Given task –
Leave the pictures out and transcribe every record exactly.

** Start of Extracted records **

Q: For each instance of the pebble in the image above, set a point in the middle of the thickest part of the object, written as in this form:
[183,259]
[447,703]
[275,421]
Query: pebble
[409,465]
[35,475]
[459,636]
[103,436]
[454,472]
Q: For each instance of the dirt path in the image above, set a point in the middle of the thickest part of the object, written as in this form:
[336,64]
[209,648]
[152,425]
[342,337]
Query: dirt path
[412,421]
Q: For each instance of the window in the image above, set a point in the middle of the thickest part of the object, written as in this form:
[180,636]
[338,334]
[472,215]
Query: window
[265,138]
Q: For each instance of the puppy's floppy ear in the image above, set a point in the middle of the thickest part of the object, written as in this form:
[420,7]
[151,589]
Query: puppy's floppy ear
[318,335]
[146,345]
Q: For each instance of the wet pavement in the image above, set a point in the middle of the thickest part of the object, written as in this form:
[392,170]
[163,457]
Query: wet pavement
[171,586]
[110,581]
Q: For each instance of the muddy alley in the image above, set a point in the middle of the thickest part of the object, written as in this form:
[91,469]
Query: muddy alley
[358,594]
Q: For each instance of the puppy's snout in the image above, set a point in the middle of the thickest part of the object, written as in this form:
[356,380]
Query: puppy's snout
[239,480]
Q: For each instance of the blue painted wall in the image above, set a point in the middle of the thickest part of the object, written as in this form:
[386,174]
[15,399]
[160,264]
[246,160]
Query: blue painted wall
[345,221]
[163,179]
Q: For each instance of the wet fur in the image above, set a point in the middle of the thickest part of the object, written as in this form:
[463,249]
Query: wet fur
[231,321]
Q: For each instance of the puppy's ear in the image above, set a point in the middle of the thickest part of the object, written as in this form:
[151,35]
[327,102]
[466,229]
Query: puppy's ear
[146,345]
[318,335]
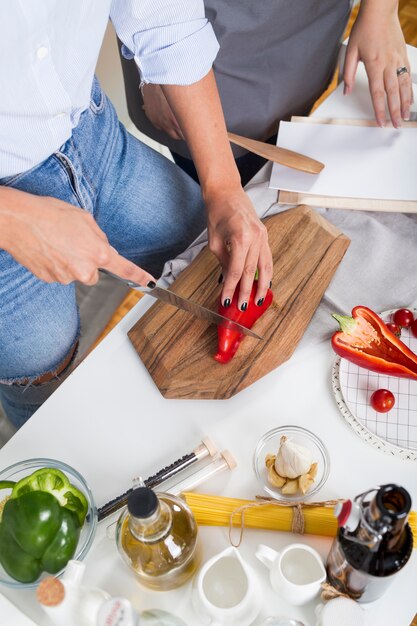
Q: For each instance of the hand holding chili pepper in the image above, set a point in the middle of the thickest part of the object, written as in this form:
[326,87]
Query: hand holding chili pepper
[229,340]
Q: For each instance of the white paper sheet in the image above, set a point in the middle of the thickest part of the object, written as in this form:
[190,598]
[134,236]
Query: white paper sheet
[11,616]
[360,161]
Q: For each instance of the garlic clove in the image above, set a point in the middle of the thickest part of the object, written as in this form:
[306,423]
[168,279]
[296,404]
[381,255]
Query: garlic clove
[290,488]
[270,459]
[313,470]
[275,479]
[292,459]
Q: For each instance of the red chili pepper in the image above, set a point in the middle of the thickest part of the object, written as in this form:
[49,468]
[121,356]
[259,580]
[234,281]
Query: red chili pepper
[365,340]
[229,340]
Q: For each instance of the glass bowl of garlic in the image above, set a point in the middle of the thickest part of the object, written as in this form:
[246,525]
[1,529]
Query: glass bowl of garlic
[291,463]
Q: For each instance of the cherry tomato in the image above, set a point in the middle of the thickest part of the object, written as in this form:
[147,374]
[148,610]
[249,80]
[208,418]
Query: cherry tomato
[403,317]
[382,400]
[394,328]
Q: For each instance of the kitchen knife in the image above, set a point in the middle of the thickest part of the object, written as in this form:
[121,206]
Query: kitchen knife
[185,305]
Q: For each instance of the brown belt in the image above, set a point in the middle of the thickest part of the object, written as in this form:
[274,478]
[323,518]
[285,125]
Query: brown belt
[48,376]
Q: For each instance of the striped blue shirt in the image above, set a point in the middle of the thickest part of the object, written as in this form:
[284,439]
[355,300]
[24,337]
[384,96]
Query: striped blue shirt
[49,50]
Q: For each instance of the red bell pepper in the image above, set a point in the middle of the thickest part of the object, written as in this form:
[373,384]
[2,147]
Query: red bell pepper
[365,340]
[229,340]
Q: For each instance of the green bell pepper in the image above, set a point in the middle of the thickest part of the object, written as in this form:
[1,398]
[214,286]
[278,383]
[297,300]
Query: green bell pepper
[55,482]
[37,534]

** End of Extracted records **

Task response –
Q: For each instance of the pebble in the image above, set a point in the middle of the thickest part of the object, written as in this form:
[183,259]
[447,703]
[275,421]
Query: pebble
[409,465]
[35,475]
[459,636]
[103,436]
[454,472]
Q: For each instance of the dirt path in the image above, set a point in the middle of the thickest part of the object, written as in this form:
[336,64]
[209,648]
[152,425]
[342,337]
Query: dirt path
[412,421]
Q: For each instance of the window in the image above, set a point in the middle of the thickest part of the object, written as in this form:
[180,636]
[338,334]
[472,215]
Query: window
[265,138]
Q: For each instance of the puppy's floppy ear in the image above, set a point in the middle of the thickest part of the object, written as in this form:
[420,7]
[151,589]
Query: puppy's floppy ear
[318,335]
[146,345]
Q: For each instance of the wet pavement in the image above, set a point in the middle of the thickest part of the object, written as in this form:
[392,170]
[163,457]
Query: wet pavement
[171,586]
[110,581]
Q: For each instance of the muddy alley in the image above, set a point in the middle of the thickest part of the object, written as in this form:
[91,469]
Query: muddy alley
[358,594]
Q: For each instance of the puppy's snout in the image above, set a point in the middle of the thickest part of the object, written as in this form:
[356,380]
Query: puppy's snout
[239,480]
Q: For each instance of the blue painted wall in the image above, set a point in the middle of the thickest part of the object, written as in this form:
[386,174]
[15,399]
[160,264]
[246,160]
Query: blue painted wall
[345,221]
[163,179]
Q: For each instance of the wet fur in the image above, set a point in the middle of the thickest part of the object, written as in this form:
[463,249]
Query: wet fur
[231,321]
Q: For each instance of the puppy's ear in the image above, set a point in the middle of the thickest part of the object, written as in this form:
[151,35]
[327,102]
[466,229]
Query: puppy's ear
[146,345]
[318,335]
Q: For each instance of the hand holding chili pepper in the image above, set a point in the middle of the thickest part of the object, written as in this form:
[326,87]
Query: hand holding chili pepper
[229,340]
Q: For each instance of the white paper sheet in the image above, set a point in the middle of the thickest part of the object, written as in this form:
[190,598]
[134,236]
Query: white paper sheet
[11,616]
[360,161]
Q: For each instance of the garlic clove in the image above, set a point in the middle of the thickest part of the object, written as in this form:
[306,423]
[168,279]
[296,404]
[381,255]
Query: garlic clove
[290,488]
[270,459]
[313,470]
[275,479]
[292,459]
Q: For each instance of the red chili pepper in the image above, set a point in the middle of the thickest part of the object, written as in this form:
[49,468]
[121,356]
[259,580]
[234,281]
Query: red chili pepper
[365,340]
[229,340]
Q: For each instance of the glass bowl of garlic in the image above, set a point in the middle of the thickest part of the object, written as in this form:
[246,525]
[1,529]
Query: glass bowl of garlic
[291,463]
Q: For each instance of the cherry tomato in the image above, set a point in the middle of the thickest part of the object, written as in this form:
[147,374]
[148,610]
[249,80]
[208,418]
Query: cherry tomato
[403,317]
[382,400]
[394,328]
Q: For each instance of the kitchen knife in the image above, set a point in the middle of the thickest part of the object, written as in this form:
[121,206]
Query: kitchen knife
[185,305]
Q: For each instance of the brown belt in the image above, set a point in the middle of the thickest part of the object, written as in this form:
[274,478]
[323,518]
[285,125]
Query: brown belt
[48,376]
Q: For each instance of the striped blue shirt in the image above, set a point in the middle of the thickest part of the object, written as in this form:
[284,439]
[355,300]
[24,337]
[384,96]
Query: striped blue shirt
[49,50]
Q: For each instance of the red bell pepper in the image above, set a point in the middle of the thickest part of the object, written as in this form:
[373,384]
[2,147]
Query: red bell pepper
[365,340]
[229,340]
Q: For each instance of the green bell pepper in the image above, set a point in the middle of the thickest part of the object, written as in this form:
[1,398]
[214,286]
[278,383]
[297,300]
Query: green bell pepper
[55,482]
[37,534]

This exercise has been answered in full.